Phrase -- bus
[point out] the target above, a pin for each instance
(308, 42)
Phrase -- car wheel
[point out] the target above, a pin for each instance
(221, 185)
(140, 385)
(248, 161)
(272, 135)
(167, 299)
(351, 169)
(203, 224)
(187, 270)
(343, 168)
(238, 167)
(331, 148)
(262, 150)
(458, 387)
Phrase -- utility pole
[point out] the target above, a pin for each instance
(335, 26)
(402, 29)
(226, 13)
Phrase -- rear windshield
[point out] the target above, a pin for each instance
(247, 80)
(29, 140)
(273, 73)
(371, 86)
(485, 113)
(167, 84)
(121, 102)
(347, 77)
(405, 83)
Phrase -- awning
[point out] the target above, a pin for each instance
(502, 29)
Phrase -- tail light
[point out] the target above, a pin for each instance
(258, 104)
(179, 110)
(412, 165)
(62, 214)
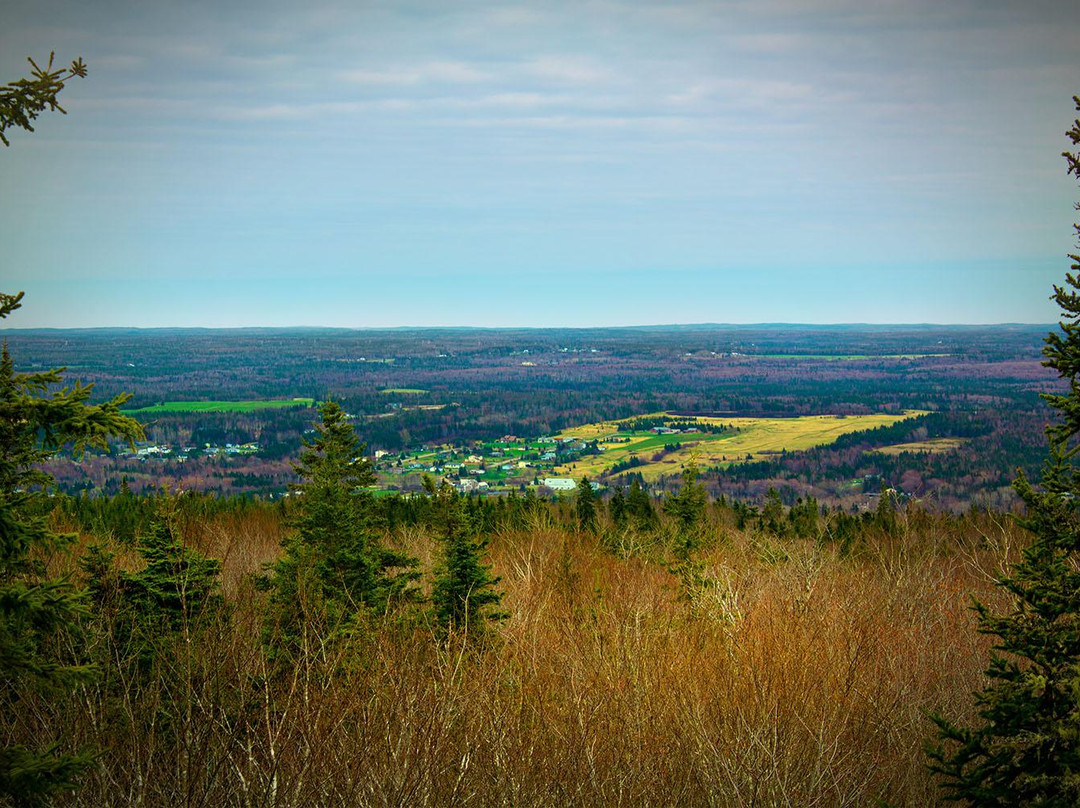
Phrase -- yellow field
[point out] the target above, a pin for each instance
(933, 446)
(757, 439)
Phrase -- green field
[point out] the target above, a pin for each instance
(932, 446)
(172, 407)
(753, 439)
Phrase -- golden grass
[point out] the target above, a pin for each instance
(756, 439)
(613, 683)
(932, 446)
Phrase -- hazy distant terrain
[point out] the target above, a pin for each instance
(416, 392)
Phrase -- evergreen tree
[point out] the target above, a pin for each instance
(464, 593)
(584, 506)
(334, 568)
(688, 506)
(37, 418)
(1026, 749)
(23, 101)
(617, 508)
(639, 508)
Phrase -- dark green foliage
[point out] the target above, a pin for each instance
(1026, 749)
(37, 417)
(688, 505)
(639, 508)
(584, 506)
(177, 588)
(173, 597)
(464, 594)
(802, 517)
(334, 569)
(23, 101)
(617, 509)
(772, 514)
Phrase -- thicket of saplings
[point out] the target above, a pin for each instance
(680, 652)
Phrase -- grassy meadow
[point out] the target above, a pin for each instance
(931, 446)
(764, 671)
(172, 407)
(750, 439)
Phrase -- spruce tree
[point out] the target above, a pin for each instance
(23, 101)
(335, 568)
(584, 506)
(1026, 749)
(464, 594)
(38, 417)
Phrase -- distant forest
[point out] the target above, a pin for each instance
(413, 388)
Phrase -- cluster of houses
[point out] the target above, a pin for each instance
(146, 450)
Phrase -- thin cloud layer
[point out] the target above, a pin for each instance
(750, 146)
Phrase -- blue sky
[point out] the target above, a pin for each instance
(544, 163)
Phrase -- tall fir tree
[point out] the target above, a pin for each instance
(38, 417)
(1026, 749)
(464, 594)
(584, 506)
(335, 568)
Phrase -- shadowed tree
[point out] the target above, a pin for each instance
(23, 101)
(464, 594)
(37, 418)
(1026, 749)
(335, 568)
(584, 506)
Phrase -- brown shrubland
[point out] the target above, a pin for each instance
(768, 671)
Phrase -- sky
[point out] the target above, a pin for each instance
(441, 162)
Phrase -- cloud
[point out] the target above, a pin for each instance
(570, 69)
(443, 72)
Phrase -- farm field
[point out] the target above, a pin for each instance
(931, 446)
(746, 439)
(219, 406)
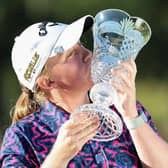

__Work to be completed__
Replace every occurrence of "point out" with "mark" in all the items above, keeping everything else the same, and write the items out again without the pictures.

__Finished answer__
Phrase -- bus
[mark] the target above, a pin for each instance
(308, 42)
Phrase -- car wheel
[mark] the target above, a pin for each instance
(221, 185)
(140, 385)
(248, 161)
(272, 135)
(167, 299)
(351, 169)
(203, 224)
(187, 270)
(343, 168)
(238, 167)
(331, 148)
(262, 150)
(458, 387)
Phrase -- utility pole
[mark] the target above, a pin for each instance
(335, 26)
(402, 29)
(226, 13)
Phrase -- rear windshield
[mark] the target above, a pin for each instance
(247, 80)
(29, 140)
(273, 73)
(371, 86)
(485, 113)
(167, 84)
(121, 102)
(347, 77)
(405, 83)
Phrase -- awning
[mark] the target above, a pin for each instance
(502, 29)
Phrase -- tail light
[mark] the target above, a pin for each instance
(258, 104)
(179, 110)
(412, 165)
(62, 214)
Phrase -- yellow field
[mark] the target above, a pin for each instance
(933, 446)
(757, 439)
Phrase -- green field
[mark] the target above, a pin for each instance
(932, 446)
(172, 407)
(753, 439)
Phrase -- golden grass
[mark] the target above, a pin for each instance
(756, 439)
(613, 683)
(932, 446)
Phrase -- hazy distant terrain
[mark] the target above, a pin for each instance
(416, 392)
Phrase -- evergreen tree
[mark] the target above, a pin for each instance
(464, 593)
(584, 506)
(334, 568)
(688, 506)
(37, 418)
(1026, 749)
(23, 101)
(617, 508)
(639, 508)
Phrase -- dark green foliage
[mark] the target above, a pin for each instance
(1026, 749)
(37, 417)
(688, 505)
(639, 508)
(584, 506)
(177, 588)
(173, 597)
(464, 594)
(802, 517)
(334, 569)
(23, 101)
(617, 509)
(772, 514)
Phrase -- thicket of saplings
[mark] the target above, a pin for each instance
(680, 652)
Phrase -- grassy meadow
[mark] the target above, a pin for each instance
(931, 446)
(764, 671)
(172, 407)
(750, 439)
Phrase -- spruce tree
[mark] the target above, a pin for each instance
(23, 101)
(335, 568)
(584, 506)
(1026, 749)
(464, 594)
(38, 417)
Phrase -- distant forest
[mark] the target above, a pin for each instance
(413, 388)
Phrase -- cluster of houses
[mark] the target above, a pin for each instance
(146, 450)
Phrase -- thin cloud layer
[mark] the target above, a pin for each instance
(750, 146)
Phrase -- blue sky
[mark] the target above, a pin for each instance
(544, 163)
Phrase -- tall fir tree
[mark] the target above, a pin for each instance
(38, 417)
(1026, 749)
(464, 594)
(584, 506)
(335, 568)
Phrase -- shadowed tree
[mark] the target above, a pin for each instance
(23, 101)
(464, 594)
(37, 418)
(1026, 749)
(335, 568)
(584, 506)
Phrase -- brown shrubland
[mark] the target above, a pin for each instance
(768, 671)
Phrase -- sky
[mark] the target above, a pin for each instance
(441, 162)
Phrase -- cloud
[mark] the target above, a pin for each instance
(570, 69)
(443, 72)
Phrase -- farm field
[mark] the target above, a pin for each instance
(931, 446)
(746, 439)
(219, 406)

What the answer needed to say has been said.